Dataset rows
----

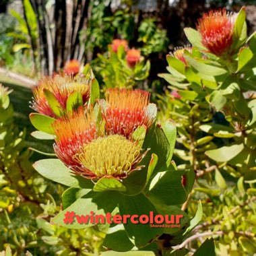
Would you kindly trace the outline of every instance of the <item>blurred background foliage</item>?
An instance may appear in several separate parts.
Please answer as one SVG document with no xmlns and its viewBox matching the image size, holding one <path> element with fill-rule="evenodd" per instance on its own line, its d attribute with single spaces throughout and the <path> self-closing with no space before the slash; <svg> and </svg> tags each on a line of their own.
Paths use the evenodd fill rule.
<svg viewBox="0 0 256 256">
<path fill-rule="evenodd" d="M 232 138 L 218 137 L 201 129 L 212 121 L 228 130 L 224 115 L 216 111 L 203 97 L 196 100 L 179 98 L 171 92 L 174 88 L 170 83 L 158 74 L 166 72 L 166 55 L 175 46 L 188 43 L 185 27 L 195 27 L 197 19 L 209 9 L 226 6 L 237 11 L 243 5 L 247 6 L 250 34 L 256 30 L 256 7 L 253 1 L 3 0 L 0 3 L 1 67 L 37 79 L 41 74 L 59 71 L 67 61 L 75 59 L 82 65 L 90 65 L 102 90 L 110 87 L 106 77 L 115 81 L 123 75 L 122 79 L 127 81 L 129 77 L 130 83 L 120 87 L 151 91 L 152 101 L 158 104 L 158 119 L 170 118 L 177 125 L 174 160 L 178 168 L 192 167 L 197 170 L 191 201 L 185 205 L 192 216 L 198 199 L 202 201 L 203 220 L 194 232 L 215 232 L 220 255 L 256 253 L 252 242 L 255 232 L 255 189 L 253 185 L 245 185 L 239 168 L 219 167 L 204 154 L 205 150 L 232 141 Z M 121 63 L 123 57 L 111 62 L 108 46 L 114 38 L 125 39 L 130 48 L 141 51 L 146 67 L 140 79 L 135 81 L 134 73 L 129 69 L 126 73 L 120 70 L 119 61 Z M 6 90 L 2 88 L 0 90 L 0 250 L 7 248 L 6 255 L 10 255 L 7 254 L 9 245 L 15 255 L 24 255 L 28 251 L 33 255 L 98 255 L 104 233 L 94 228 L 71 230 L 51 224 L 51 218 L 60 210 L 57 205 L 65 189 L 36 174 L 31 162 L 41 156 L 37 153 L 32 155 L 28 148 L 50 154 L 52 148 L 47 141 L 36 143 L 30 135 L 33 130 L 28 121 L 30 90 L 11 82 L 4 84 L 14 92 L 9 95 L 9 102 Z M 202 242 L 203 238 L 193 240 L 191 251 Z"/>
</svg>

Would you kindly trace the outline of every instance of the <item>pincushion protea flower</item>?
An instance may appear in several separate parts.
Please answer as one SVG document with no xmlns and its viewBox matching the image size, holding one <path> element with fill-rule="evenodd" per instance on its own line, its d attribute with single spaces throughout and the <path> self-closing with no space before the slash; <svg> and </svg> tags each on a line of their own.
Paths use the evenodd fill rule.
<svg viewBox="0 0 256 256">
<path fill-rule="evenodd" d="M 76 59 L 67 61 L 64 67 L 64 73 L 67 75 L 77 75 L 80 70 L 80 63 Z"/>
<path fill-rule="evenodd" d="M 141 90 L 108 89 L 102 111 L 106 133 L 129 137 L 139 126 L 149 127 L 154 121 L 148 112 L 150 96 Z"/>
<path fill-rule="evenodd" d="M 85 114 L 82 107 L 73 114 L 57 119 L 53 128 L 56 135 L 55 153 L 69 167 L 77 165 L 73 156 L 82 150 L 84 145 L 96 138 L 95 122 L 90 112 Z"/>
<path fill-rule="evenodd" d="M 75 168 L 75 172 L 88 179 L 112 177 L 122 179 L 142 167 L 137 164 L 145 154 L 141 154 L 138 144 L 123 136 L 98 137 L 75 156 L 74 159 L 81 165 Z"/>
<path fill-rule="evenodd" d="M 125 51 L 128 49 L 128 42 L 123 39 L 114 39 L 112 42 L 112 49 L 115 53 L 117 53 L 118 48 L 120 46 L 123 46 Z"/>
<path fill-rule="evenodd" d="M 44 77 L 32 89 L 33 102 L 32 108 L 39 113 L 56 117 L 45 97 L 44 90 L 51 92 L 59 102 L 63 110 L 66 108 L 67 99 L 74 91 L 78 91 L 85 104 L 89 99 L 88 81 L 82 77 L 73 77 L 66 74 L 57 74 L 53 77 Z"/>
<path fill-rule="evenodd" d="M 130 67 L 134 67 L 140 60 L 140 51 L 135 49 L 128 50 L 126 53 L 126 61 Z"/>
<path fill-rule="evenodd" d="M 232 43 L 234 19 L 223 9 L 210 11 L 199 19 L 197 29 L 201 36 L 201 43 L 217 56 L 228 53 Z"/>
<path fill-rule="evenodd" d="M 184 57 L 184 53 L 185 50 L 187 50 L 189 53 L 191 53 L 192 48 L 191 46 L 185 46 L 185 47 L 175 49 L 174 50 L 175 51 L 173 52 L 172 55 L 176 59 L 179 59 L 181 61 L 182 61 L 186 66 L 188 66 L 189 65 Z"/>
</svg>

----

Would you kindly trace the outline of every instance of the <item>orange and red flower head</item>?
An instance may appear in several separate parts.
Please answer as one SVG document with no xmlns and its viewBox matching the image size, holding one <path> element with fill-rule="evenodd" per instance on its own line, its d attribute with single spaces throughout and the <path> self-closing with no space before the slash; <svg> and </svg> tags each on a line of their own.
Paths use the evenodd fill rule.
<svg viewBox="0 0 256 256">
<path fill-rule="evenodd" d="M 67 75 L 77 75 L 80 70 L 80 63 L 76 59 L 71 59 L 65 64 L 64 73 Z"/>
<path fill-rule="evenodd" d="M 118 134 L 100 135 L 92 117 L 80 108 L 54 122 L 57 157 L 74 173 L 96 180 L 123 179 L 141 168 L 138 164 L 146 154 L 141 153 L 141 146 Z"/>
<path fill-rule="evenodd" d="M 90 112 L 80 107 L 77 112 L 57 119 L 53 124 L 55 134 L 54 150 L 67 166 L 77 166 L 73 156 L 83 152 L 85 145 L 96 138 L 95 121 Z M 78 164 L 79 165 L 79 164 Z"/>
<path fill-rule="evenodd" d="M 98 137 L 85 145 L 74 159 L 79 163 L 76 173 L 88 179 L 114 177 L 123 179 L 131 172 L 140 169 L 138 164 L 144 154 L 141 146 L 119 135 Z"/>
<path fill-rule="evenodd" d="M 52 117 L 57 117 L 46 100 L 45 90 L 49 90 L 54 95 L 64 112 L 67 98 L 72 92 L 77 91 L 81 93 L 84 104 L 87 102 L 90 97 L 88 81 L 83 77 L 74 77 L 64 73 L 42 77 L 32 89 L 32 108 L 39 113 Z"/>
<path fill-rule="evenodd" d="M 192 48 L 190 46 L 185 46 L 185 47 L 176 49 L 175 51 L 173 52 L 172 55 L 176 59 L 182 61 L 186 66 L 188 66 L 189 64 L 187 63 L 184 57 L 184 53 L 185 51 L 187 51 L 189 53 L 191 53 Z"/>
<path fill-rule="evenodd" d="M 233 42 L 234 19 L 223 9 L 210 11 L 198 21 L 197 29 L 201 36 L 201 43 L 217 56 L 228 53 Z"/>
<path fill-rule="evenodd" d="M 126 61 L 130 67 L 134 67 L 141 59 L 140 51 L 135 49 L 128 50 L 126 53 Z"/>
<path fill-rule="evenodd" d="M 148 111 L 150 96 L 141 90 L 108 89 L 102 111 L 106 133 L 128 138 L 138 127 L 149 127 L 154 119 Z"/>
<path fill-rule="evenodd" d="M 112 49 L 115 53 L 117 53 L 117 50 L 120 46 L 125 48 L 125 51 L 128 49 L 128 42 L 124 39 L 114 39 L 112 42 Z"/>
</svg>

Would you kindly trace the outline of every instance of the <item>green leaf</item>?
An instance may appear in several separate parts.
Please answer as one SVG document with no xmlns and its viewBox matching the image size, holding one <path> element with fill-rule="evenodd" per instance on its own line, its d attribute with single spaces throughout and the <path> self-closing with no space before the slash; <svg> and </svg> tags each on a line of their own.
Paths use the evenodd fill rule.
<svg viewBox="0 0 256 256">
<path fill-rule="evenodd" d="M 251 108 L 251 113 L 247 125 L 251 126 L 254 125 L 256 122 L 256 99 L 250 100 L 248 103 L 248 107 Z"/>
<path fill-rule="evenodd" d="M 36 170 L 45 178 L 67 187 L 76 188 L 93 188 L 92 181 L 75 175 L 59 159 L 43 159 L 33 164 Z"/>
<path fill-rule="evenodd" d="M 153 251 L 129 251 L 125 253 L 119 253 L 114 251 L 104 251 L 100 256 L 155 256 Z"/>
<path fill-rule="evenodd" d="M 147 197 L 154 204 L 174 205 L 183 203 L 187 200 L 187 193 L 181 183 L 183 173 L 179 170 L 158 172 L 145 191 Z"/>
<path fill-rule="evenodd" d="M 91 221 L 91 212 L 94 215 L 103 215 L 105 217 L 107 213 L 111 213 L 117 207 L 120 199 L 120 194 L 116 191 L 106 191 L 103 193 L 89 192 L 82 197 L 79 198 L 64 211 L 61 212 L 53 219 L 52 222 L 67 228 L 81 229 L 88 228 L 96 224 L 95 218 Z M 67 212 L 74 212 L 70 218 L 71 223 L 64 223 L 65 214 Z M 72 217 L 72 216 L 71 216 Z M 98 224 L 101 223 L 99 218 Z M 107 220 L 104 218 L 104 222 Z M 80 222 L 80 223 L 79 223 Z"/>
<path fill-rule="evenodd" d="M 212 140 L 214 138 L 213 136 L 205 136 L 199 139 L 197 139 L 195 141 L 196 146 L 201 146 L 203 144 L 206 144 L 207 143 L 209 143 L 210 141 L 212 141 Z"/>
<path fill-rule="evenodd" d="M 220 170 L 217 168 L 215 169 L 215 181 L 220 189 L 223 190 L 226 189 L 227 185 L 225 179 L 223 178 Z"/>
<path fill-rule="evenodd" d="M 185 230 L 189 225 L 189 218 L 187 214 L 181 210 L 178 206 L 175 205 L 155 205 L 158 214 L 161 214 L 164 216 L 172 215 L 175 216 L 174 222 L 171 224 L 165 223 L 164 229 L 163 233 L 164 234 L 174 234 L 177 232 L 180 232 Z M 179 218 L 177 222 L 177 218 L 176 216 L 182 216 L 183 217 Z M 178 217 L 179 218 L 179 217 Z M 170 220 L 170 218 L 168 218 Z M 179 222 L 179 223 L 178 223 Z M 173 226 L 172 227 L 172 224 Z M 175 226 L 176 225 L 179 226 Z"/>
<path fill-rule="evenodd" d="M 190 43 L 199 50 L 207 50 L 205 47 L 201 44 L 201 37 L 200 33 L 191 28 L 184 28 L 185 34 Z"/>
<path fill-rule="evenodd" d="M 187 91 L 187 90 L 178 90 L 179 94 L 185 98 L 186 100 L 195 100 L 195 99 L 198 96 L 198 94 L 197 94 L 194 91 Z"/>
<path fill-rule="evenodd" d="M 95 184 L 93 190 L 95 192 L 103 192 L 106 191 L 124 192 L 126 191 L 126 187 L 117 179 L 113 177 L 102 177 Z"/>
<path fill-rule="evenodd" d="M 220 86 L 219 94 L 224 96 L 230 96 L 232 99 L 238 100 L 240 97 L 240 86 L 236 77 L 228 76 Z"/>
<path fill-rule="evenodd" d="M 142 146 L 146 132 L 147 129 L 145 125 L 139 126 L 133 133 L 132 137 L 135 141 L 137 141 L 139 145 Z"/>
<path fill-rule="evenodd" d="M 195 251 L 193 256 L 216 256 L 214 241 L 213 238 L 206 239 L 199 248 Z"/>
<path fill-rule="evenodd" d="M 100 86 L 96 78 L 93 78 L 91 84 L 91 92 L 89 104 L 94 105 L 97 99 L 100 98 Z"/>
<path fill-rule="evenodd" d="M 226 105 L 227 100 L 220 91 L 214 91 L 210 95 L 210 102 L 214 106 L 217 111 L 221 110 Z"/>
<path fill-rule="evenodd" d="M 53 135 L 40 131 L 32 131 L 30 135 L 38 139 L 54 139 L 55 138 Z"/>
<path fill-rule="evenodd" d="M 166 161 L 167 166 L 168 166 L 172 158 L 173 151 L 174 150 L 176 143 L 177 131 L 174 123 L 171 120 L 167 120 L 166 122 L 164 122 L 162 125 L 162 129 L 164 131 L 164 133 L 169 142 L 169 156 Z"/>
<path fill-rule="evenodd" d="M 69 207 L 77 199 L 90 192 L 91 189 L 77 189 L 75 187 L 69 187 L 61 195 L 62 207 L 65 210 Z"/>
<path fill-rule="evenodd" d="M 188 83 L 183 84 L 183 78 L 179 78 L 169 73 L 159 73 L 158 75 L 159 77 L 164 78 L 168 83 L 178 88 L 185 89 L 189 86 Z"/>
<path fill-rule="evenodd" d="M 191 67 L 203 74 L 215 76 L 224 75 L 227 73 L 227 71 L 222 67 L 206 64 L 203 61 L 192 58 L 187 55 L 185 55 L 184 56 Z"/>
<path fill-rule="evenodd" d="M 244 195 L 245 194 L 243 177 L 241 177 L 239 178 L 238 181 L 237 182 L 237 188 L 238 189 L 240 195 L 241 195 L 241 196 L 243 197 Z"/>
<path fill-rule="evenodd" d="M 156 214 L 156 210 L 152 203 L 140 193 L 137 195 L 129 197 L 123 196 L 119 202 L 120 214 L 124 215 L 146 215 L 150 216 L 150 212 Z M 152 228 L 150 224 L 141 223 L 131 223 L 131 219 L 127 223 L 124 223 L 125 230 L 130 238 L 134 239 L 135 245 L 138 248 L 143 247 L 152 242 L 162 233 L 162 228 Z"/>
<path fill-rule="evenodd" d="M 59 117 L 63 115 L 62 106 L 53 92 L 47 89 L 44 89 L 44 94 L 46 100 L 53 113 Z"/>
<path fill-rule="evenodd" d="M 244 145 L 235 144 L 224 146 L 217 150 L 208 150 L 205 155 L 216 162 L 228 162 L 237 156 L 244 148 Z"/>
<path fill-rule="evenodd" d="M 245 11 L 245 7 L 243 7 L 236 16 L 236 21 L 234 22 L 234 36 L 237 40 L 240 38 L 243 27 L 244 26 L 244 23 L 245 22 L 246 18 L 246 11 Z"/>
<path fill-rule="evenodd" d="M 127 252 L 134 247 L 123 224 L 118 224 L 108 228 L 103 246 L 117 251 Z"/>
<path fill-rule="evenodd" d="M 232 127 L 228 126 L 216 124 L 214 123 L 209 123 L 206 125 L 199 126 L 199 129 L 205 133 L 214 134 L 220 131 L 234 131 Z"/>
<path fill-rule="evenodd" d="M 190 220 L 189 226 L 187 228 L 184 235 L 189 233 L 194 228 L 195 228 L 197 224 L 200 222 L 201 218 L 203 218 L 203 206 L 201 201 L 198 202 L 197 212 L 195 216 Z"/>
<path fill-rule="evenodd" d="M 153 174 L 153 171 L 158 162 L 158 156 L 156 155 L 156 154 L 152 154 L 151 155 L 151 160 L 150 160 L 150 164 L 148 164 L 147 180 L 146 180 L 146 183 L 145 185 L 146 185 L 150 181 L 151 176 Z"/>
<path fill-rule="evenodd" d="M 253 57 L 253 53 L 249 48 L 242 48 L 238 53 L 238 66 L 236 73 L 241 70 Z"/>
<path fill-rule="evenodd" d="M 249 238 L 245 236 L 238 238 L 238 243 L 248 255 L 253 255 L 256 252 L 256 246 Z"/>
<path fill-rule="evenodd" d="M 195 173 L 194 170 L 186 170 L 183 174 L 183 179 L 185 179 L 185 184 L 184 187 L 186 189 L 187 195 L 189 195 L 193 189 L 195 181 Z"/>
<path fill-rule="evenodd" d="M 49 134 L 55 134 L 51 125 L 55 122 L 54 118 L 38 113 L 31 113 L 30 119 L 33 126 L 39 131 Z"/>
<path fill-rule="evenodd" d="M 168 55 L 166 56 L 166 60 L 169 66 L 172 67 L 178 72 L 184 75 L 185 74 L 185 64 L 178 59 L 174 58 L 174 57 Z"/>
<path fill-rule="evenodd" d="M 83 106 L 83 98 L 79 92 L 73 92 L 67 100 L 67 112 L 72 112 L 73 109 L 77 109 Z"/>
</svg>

----

INSTRUCTION: Copy out, line for line, the part of the records that starts with the line containing "<item>pincushion protea flower</item>?" and ends with the line containing "75 168 L 75", both of those lines included.

SOLUTION:
Would you kindly trace the outline of every instance of the <item>pincushion protea flower</item>?
An instance may appear in several separate parts.
Please answer as one SVG document with no xmlns and its viewBox matching the image size, holding one <path> element with fill-rule="evenodd" per instance on its own line, its d attribute with single spaces throughout and the <path> self-closing with no space before the slash; <svg> and </svg> tags each on a line of their own.
Paths use the evenodd fill rule.
<svg viewBox="0 0 256 256">
<path fill-rule="evenodd" d="M 76 59 L 67 61 L 64 67 L 64 73 L 67 75 L 77 75 L 80 70 L 80 63 Z"/>
<path fill-rule="evenodd" d="M 141 90 L 108 89 L 102 111 L 106 133 L 129 137 L 139 126 L 149 127 L 154 121 L 148 112 L 150 96 Z"/>
<path fill-rule="evenodd" d="M 85 114 L 82 107 L 73 114 L 57 119 L 53 128 L 56 135 L 55 153 L 69 167 L 77 165 L 73 156 L 82 150 L 84 145 L 96 138 L 95 122 L 90 112 Z"/>
<path fill-rule="evenodd" d="M 75 168 L 75 172 L 88 179 L 112 177 L 122 179 L 142 167 L 137 164 L 145 154 L 141 154 L 138 144 L 123 136 L 98 137 L 75 156 L 74 159 L 81 165 Z"/>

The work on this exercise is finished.